GIVEN RECORDS: Begin
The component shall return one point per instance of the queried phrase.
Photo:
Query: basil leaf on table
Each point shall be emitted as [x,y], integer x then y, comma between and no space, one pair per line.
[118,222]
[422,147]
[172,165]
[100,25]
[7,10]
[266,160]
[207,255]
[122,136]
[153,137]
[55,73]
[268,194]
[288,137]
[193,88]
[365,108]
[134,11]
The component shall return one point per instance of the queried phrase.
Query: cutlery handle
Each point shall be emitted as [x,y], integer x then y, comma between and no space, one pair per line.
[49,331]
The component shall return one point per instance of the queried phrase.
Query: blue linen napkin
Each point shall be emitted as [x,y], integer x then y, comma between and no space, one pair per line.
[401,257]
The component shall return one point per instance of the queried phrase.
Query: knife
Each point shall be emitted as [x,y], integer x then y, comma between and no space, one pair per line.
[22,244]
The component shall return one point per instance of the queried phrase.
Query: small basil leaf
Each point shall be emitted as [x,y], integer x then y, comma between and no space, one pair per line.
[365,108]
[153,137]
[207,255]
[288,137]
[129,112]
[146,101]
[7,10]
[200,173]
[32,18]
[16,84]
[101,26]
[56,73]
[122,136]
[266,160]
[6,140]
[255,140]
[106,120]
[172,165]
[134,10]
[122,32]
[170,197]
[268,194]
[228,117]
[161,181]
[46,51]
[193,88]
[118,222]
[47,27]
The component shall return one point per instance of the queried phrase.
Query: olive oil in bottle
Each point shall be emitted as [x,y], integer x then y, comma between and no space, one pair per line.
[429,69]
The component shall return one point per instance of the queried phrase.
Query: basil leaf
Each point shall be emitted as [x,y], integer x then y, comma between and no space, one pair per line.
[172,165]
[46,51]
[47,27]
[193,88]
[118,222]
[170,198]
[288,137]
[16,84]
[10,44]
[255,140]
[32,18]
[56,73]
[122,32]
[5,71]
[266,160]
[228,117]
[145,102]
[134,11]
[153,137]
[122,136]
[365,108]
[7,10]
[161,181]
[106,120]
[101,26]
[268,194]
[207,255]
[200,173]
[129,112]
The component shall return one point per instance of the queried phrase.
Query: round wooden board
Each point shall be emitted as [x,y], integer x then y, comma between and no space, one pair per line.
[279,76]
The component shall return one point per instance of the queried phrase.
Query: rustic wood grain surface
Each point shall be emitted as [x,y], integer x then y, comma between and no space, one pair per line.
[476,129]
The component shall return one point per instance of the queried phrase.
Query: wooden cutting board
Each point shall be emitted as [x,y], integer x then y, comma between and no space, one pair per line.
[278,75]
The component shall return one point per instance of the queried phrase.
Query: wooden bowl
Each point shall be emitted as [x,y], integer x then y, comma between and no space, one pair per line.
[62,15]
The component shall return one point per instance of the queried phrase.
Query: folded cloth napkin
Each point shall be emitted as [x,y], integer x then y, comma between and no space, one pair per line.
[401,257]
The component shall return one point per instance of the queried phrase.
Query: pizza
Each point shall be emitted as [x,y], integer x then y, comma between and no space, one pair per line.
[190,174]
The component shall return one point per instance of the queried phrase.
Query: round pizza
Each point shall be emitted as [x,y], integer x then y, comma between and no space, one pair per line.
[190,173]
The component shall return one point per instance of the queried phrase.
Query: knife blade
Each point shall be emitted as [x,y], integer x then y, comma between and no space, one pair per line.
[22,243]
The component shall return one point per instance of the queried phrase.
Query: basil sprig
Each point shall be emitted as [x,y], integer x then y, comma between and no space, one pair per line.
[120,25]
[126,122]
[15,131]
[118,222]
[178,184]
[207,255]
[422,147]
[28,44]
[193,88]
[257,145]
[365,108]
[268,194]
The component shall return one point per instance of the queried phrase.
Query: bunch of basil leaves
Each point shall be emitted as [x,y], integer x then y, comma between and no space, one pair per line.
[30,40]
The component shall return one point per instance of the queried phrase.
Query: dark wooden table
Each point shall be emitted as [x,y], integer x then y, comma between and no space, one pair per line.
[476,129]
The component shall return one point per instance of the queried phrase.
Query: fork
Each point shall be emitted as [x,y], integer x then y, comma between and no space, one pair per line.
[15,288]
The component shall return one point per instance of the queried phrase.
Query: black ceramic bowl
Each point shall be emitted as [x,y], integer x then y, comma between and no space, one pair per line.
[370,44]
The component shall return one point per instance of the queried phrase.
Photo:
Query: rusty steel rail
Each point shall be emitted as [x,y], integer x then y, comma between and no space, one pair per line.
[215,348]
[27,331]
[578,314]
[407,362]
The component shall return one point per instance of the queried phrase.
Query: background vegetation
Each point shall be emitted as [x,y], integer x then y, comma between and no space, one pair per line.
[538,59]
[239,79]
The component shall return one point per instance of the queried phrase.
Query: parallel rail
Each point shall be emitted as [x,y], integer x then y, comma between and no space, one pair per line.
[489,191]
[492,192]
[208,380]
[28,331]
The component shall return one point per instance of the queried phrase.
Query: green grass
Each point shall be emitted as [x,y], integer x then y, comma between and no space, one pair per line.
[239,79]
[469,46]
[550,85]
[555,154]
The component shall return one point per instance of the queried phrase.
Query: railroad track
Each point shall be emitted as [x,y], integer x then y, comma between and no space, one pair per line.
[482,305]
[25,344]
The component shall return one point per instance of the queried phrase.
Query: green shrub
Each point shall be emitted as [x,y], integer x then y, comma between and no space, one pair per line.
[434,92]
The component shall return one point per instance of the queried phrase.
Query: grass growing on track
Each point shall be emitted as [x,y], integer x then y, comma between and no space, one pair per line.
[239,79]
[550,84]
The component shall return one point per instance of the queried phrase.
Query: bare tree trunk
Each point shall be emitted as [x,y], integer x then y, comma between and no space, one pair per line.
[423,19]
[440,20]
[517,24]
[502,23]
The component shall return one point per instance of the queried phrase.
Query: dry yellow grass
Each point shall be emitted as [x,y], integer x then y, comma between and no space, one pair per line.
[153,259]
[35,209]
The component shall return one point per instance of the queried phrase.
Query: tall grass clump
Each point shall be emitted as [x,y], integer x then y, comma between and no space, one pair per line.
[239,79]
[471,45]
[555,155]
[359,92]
GIVEN RECORDS: End
* TASK DIRECTIONS
All lines of the entries containing the string "leaf" must be shown in full.

* ANSWER SECTION
Query: basil leaf on table
Query: small basil leaf
Query: basil leaf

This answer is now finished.